Reproduce the whole passage below on Harry Markowitz's paper "Portfolio Selection" word for word.

§ Extract provided:
%%
Harry Markowitz, "Portfolio Selection," Journal of Finance, March 1952 Vol 7, pp. 77-91 (603kb).  Also here.  This paper laid the groundwork for Modern Portfolio Theory, which earned Dr. Markowitz a Nobel Prize.  The paper suggests that, instead of asking the question, "What is a good investment?", you ought to be asking, "What is a good investment for my portfolio?"  It turns out that the answer is heavily dependent on what else happens to be in your portfolio.  All else being equal, it is more beneficial (from the standpoint of maximizing your risk-adjusted return) to take on an investment which is likely to have low correlations with other elements of your portfolio than to take on an investment which is likely to have high correlations with other elements of your portfolio.  Thus, investment selection should involve getting maximum diversification benefit (with respect to the rest of the portfolio) from each investment.
%%
§ Excerpted records:
%%
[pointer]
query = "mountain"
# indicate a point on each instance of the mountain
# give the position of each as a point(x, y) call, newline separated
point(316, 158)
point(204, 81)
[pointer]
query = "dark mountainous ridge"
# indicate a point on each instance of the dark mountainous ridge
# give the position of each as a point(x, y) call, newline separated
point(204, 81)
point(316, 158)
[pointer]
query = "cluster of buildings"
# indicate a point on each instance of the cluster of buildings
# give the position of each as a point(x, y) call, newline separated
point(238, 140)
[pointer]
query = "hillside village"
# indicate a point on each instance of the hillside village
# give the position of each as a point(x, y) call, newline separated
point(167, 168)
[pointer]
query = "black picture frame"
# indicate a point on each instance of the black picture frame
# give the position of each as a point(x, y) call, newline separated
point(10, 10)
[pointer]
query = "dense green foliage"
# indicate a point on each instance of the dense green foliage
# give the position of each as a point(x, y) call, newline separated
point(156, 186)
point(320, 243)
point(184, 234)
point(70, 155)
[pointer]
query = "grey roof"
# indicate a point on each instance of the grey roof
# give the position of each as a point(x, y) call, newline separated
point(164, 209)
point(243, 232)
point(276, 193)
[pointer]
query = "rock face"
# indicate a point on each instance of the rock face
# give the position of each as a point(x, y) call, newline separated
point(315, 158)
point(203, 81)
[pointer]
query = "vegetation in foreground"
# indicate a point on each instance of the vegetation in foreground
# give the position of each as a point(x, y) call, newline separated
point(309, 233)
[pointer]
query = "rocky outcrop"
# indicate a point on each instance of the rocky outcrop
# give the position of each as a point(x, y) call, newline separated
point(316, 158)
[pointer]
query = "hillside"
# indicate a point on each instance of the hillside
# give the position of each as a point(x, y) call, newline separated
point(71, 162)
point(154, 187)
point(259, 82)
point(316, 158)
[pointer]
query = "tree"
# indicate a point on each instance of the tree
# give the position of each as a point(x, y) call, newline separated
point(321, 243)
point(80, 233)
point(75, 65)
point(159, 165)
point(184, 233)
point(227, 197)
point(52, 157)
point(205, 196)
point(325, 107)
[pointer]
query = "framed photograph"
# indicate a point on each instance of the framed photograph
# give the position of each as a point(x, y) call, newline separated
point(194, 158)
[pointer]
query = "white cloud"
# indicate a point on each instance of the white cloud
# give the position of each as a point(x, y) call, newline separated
%%
§ The response:
Harry Markowitz, "Portfolio Selection," Journal of Finance, March 1952 Vol 7, pp. 77-91 (603kb).  Also here.  This paper laid the groundwork for Modern Portfolio Theory, which earned Dr. Markowitz a Nobel Prize.  The paper suggests that, instead of asking the question, "What is a good investment?", you ought to be asking, "What is a good investment for my portfolio?"  It turns out that the answer is heavily dependent on what else happens to be in your portfolio.  All else being equal, it is more beneficial (from the standpoint of maximizing your risk-adjusted return) to take on an investment which is likely to have low correlations with other elements of your portfolio than to take on an investment which is likely to have high correlations with other elements of your portfolio.  Thus, investment selection should involve getting maximum diversification benefit (with respect to the rest of the portfolio) from each investment.